▶ **Exercise inputs**:
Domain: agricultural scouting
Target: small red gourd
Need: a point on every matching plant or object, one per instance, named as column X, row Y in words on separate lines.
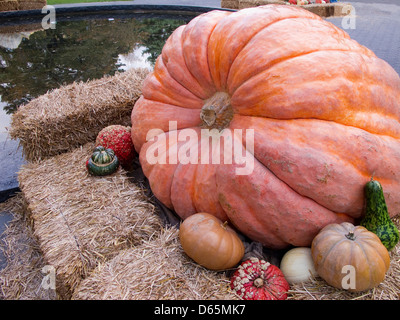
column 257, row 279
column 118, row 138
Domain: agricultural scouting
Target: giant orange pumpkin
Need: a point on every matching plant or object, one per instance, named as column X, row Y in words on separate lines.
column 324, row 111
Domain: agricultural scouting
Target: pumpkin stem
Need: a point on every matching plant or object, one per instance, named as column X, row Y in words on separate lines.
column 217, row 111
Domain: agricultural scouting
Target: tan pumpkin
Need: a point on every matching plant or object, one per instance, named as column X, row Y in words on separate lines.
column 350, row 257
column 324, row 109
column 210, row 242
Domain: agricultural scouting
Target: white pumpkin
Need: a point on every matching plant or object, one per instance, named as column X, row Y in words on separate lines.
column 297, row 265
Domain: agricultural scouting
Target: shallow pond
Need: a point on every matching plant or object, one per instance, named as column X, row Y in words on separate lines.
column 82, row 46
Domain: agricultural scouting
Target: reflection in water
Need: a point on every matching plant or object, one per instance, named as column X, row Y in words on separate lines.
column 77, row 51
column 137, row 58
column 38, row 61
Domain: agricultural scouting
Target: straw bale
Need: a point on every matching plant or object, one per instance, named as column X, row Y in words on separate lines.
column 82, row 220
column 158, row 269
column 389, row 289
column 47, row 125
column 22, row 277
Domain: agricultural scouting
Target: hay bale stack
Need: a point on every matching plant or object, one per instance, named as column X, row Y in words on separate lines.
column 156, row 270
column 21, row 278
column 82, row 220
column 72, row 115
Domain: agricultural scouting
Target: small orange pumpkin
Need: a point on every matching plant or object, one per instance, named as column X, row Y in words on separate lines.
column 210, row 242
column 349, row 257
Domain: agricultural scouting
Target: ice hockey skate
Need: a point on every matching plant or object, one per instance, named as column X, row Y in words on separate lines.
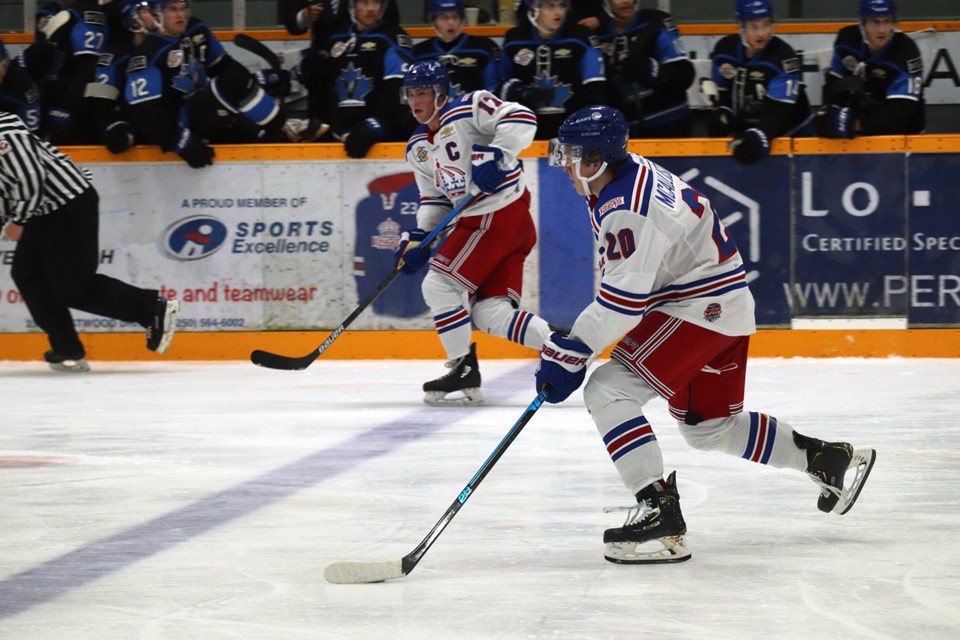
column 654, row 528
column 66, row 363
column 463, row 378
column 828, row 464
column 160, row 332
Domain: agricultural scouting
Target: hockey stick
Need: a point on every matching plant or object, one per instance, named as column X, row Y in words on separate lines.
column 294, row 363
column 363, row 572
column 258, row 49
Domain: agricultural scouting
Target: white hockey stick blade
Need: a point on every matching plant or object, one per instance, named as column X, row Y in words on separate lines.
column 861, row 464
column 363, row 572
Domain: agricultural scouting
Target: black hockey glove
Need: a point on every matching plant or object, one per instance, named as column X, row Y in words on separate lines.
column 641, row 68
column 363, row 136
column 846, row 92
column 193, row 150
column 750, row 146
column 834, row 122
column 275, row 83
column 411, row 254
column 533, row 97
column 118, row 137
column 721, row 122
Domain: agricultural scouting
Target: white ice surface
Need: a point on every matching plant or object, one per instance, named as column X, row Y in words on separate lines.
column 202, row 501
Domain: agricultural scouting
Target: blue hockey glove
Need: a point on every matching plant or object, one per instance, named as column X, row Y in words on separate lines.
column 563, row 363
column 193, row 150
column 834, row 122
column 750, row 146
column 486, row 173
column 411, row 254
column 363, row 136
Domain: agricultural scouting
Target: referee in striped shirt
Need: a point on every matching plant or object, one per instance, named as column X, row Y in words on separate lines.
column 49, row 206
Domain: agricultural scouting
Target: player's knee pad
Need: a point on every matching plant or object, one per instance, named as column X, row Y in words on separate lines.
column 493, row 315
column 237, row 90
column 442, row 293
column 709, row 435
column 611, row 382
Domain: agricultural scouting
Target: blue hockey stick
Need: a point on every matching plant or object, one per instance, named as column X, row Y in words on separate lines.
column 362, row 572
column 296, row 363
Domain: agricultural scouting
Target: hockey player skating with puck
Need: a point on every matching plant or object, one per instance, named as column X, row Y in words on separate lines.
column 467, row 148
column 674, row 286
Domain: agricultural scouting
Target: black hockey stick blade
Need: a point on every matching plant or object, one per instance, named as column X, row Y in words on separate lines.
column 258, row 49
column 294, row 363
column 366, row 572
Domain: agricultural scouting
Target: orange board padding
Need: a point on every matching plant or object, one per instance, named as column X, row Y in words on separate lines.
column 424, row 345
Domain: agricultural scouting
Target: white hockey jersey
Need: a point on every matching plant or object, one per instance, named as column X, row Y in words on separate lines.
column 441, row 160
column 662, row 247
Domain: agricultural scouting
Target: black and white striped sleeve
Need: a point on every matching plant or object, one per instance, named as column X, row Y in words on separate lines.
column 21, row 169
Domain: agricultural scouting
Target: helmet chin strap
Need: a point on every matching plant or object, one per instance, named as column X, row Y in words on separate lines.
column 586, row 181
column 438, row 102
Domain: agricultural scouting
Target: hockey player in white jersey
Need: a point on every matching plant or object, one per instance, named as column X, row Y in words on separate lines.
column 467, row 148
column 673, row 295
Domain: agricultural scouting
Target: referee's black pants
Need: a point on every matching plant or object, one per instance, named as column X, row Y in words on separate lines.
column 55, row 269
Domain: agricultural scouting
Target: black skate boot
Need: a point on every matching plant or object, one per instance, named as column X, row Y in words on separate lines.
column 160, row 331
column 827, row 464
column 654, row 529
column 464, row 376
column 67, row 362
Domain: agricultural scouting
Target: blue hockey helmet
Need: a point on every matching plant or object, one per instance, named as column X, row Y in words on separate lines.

▶ **Problem**: Starting at the beginning of the records and ending at the line containing "column 118, row 138", rewrite each line as one string in a JSON list, skipping blank lines and leaving out the pictures.

▶ **Correct response**:
[
  "Domain: agricultural scouting",
  "Target: small red gourd",
  "Need: a point on every matching plant or object, one per instance, named as column X, row Y in words on separate lines.",
  "column 257, row 279",
  "column 118, row 138"
]